WHAT TO DO -> All records shown below should be given again, character for character.

DATA TO EXAMINE ->
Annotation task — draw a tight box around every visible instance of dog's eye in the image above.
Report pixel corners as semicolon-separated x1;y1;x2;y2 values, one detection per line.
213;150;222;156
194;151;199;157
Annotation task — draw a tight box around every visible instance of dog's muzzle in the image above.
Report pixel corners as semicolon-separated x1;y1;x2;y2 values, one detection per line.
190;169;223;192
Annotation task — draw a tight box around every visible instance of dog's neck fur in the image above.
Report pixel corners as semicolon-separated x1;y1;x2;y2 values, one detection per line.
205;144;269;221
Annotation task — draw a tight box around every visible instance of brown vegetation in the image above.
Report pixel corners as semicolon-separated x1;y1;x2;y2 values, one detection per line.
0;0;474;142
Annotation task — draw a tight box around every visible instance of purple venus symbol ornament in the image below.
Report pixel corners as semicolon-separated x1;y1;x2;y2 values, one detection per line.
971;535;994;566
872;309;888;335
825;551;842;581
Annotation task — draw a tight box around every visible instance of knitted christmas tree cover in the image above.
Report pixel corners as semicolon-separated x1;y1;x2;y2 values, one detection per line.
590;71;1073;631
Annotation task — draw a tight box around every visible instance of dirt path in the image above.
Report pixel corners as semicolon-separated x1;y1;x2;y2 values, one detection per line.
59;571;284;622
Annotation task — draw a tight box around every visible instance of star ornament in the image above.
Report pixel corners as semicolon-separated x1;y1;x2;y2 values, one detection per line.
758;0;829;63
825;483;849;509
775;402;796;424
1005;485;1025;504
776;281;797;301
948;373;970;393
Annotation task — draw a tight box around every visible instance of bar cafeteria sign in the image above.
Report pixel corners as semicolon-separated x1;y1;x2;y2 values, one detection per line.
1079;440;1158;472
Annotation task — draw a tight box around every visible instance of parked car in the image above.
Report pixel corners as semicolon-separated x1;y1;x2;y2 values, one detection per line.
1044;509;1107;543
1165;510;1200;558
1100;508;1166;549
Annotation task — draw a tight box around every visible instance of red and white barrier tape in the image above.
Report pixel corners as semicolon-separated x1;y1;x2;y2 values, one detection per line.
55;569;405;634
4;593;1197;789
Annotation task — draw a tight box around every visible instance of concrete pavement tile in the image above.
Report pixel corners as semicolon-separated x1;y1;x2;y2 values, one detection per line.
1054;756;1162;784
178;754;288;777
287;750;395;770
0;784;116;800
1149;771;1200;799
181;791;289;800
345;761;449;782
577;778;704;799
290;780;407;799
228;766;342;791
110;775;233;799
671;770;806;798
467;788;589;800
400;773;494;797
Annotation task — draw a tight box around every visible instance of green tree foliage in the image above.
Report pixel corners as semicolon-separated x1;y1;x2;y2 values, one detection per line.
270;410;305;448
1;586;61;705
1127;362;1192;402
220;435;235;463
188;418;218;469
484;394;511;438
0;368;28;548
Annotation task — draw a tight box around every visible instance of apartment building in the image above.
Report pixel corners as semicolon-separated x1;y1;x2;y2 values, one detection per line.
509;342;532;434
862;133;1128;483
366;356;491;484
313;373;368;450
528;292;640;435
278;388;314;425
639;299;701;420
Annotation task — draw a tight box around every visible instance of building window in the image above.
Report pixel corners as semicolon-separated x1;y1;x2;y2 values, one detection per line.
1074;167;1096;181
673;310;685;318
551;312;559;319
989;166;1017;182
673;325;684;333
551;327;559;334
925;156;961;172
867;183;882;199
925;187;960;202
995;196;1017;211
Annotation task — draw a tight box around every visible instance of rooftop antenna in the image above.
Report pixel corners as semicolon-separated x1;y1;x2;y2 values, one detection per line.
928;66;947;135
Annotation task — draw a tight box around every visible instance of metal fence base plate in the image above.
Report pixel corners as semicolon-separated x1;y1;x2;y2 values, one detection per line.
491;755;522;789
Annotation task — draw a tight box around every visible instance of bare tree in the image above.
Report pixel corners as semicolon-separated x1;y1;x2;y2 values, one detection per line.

THE COMPLETED TASK ->
Annotation task — draw a tight box around every visible instance of dog's eye in the image above.
Report pixel corners as semicolon-separated x1;y1;x2;y2 values, one detection per line.
213;150;222;156
194;151;199;157
Annotation task — draw a tight box around every visible instance of dog's muzzle in the image above.
Report pixel corners as semicolon-separated x1;y1;x2;y2 values, one detection per line.
190;169;223;192
Annotation task — draw a tight box around every visible instance of dog's neck fur in the image above.
Report pixel corners as semicolon-separated x1;y1;x2;y2 values, one detection per line.
205;144;269;221
Annotation task — draw a tight box around every visible instance of brown vegetation in the image above.
Report pixel corners as semicolon-separated x1;y1;x2;y2 values, one detection per line.
0;0;474;142
Annotation task — draw a tight box around every visible instance of purple venus symbol ornament in the image below.
Report pixel corners as semicolon-separated x1;y1;x2;y2 values, one detection per line.
971;535;994;566
872;309;888;335
825;551;842;581
Annotation task — draw a tight box around every visible instance of knitted christmas tree cover in the image above.
Report pixel corners as semicolon-separated x1;y1;x2;y2 values, one detection per line.
590;71;1073;631
Annotation task — draw a tight box around every visible instance of dirt path in the image above.
Report pixel corners as semicolon-separated x1;y1;x2;y2 values, one detection per line.
59;571;284;622
Annotation task — draw a tight box around every visible instance of star ornament in the image above.
Report pixel corners as semicolon-separated x1;y1;x2;y2 values, one detection per line.
758;0;829;63
825;483;849;509
775;402;796;424
1005;485;1025;504
776;281;797;301
948;373;970;393
Annotation task — draw a tight box around every visible instance of bar cafeteria sign in the image above.
Report pixel corners as semicolon-separated x1;y1;x2;y2 values, one detection per line.
1079;440;1158;472
Annotation task — draw a tight box around every visible instance of parked car in the image above.
Report pixel corners as semicolon-separated x1;y1;x2;y2 values, one detection per line.
1044;509;1107;543
1165;510;1200;558
1100;508;1166;549
Annotation task — draw a tight box around every visible instance of red and white barrier tape in the image above.
Report pixel corners as semicolon-separated x1;y1;x2;y2 values, one detection per line.
55;569;405;634
4;593;1197;789
Annotation task — draw a tight box around every visible instance of concrete pavement tile in the image above.
Report pixel corners as semicolon-separated x1;y1;x2;y2 values, one detection per line.
1054;756;1162;784
178;754;288;777
287;750;395;770
0;784;116;800
1149;771;1200;799
181;791;289;800
345;761;449;782
577;778;704;799
290;780;407;799
228;766;342;791
110;775;233;799
671;770;806;798
467;788;589;800
400;773;494;797
Annotation task — draw a tight box around every visible instance of green tree foliage in the image above.
Report pixel corners as semicolon-separated x1;y1;x2;y2 values, one detection per line.
270;410;305;448
1;586;61;705
1127;362;1192;402
220;435;235;463
188;418;218;469
484;394;511;438
0;368;28;548
Annotation task — draw a tight box around every visible instance of apartment building in the image above.
Report pixel corners as semicolon-separated x1;y1;x2;y2 values, one detection per line.
509;342;532;434
862;133;1128;483
366;356;491;484
313;373;368;450
528;292;640;435
278;388;314;425
639;299;701;420
Annotation task — draw a tight box around every visible instance of building window in the image above.
Report pixel corners as semicolon-separated x1;y1;x2;y2 values, one detection per line.
1074;167;1096;181
673;310;685;318
551;312;559;319
989;166;1017;182
673;325;684;333
551;327;559;334
925;156;961;172
867;183;882;199
925;187;960;202
995;196;1017;211
Annotation task — draw a tight box around every visible instance of rooftop antenna in the image above.
Report pixel corners as semicolon-separated x1;y1;x2;y2 values, one detection per line.
928;66;947;135
Annotation task — draw a tight box around every visible instance of metal fence base plate in the image above.
Report pixel corners as semicolon-separated x1;y1;x2;y2 values, one detection per line.
491;755;522;789
Annotation task — draw a tight box around every visible instance of bare tree in the image above.
Report pixel corners as semicolon-separated x1;y1;x2;y2 values, one detection per line.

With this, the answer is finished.